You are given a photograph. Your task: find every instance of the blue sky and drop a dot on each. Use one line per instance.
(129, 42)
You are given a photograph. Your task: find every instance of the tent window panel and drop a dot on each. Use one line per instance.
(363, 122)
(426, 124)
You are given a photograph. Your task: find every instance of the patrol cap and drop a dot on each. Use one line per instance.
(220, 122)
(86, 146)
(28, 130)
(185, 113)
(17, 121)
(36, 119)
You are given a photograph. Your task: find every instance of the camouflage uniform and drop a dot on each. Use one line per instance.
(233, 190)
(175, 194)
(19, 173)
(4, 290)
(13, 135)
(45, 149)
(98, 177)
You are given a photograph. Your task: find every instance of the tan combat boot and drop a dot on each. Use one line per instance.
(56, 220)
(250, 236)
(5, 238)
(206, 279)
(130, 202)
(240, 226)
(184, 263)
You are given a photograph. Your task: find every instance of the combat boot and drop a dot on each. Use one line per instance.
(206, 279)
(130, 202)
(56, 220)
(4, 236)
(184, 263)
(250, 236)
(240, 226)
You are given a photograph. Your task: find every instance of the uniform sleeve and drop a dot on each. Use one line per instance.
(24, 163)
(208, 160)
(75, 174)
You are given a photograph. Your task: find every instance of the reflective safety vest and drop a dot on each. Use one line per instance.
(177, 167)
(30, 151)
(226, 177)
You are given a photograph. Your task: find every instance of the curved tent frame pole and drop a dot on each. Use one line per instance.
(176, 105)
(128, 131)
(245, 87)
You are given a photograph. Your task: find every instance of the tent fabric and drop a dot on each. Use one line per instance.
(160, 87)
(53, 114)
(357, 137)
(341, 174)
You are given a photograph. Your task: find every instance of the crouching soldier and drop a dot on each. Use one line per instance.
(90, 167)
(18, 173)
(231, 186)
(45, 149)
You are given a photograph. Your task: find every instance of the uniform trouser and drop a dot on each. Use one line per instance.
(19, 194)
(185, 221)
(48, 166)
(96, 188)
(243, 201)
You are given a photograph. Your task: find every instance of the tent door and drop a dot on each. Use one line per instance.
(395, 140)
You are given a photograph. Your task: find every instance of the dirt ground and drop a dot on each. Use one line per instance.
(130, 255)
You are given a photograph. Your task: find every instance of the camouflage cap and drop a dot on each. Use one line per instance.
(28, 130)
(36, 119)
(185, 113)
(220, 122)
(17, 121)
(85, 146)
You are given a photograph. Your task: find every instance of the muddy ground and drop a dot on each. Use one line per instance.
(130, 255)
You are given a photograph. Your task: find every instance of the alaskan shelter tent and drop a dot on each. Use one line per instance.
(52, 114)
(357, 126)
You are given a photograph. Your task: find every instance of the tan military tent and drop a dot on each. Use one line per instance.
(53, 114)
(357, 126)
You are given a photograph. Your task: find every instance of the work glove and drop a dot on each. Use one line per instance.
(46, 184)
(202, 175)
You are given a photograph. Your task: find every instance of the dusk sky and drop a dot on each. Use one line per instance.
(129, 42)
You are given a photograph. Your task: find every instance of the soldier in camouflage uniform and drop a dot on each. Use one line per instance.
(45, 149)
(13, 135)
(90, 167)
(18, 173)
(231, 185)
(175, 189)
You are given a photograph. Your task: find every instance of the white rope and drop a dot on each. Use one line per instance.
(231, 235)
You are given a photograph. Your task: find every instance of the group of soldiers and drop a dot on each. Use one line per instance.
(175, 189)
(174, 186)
================================
• **Problem requirements**:
The answer should consist of every entry, repeated word for word.

• **The completed task**:
You are given a photograph. Your task: find every instance of the blue sky and drop a dot on each. Use one line per instance.
(129, 42)
You are given a photograph. Your task: find every instance of the tent window panel and drop a dot on each. Use one line per instance.
(363, 122)
(426, 124)
You are given a photograph. Your task: find every instance of the patrol cap and drop a dot on each. Use one line per instance.
(220, 122)
(86, 146)
(28, 130)
(185, 113)
(17, 121)
(36, 119)
You are given a photograph. Your task: find every instance of the camouflage uniform and drop a dot on each. Use one line per instance.
(233, 190)
(175, 194)
(19, 173)
(4, 290)
(13, 135)
(45, 149)
(98, 177)
You are given a photograph. Your task: find every instance of the tan combat boot and drop a dot on each. Use one line per instance.
(56, 220)
(250, 236)
(5, 238)
(206, 279)
(130, 202)
(240, 226)
(184, 263)
You are given a photograph. Your task: find every instance of the combat boot and drop a dot on each. Use one line per instance.
(206, 279)
(130, 202)
(56, 220)
(4, 236)
(184, 263)
(250, 236)
(240, 226)
You are given a photograph. Your task: find every instance of the uniform sleeve and drop a dot on each. Use one line per instance.
(24, 163)
(208, 160)
(75, 174)
You are given a photograph. Your task: find every instance of the reflective safety vest and drop a dot on each. Use one line per instance.
(177, 167)
(30, 151)
(226, 177)
You are given a photograph. Your task: find every instance of the curved tent frame pole and drop a dot on each. Use one line per instance.
(176, 105)
(128, 131)
(245, 87)
You are given a photograph. Your task: find every instance of the tent fabric and drop a dot on each. Use one line per instance.
(160, 87)
(53, 114)
(357, 137)
(341, 174)
You are given a photograph. Your task: find every instance of the crouching soldier and drop a dot on each. Use one line per instance.
(90, 167)
(18, 173)
(231, 186)
(45, 149)
You are given a photograph. Your task: find every instance of the uniform trouser and drop a dot on each. Use one line per instance.
(19, 194)
(185, 221)
(48, 166)
(96, 188)
(243, 201)
You are given a photograph. Your task: find every instance of the tent door and drop a dot on each. Use one line per instance.
(395, 140)
You are given a photograph. Your task: find every instance of the dirt ground and drop a dot on each. Use one line per instance.
(130, 255)
You are given a photograph. Your task: find every instance of the camouflage cap and drop a dot on each. Use one line per instance.
(28, 130)
(36, 119)
(185, 113)
(220, 122)
(17, 121)
(85, 146)
You are given a photograph. Your task: find every instance of the muddy ground and drop a dot on each. Use one line per instance.
(130, 255)
You are given a photograph. Your task: find every instance of the alaskan shelter tent and drop a dot on each. Use one line per instance.
(52, 114)
(357, 126)
You are given a photograph. Your task: find every instance of the tan military tent and drop a dot on each. Use one line per instance.
(53, 114)
(357, 126)
You are given a photograph. Your task: find every instance of the work glove and drop a dot on each. Use one line per instance.
(46, 184)
(202, 175)
You are given a photograph. Your task: find every instance of the dusk sky and drop a dot on each. Use one line per instance.
(129, 42)
You are given a photograph. Your task: find every instance of the soldier in camouflage uniform and drop a dot on each. Use one line per instance.
(45, 149)
(13, 135)
(90, 167)
(18, 173)
(231, 185)
(175, 189)
You are given a photograph. Your task: find every instance of the white rope and drop a dot on each. Use one line per instance.
(231, 235)
You are given a photograph. Your task: find every instance of the group of soldiers and drop a dot on each. Use one line per instance.
(175, 189)
(174, 186)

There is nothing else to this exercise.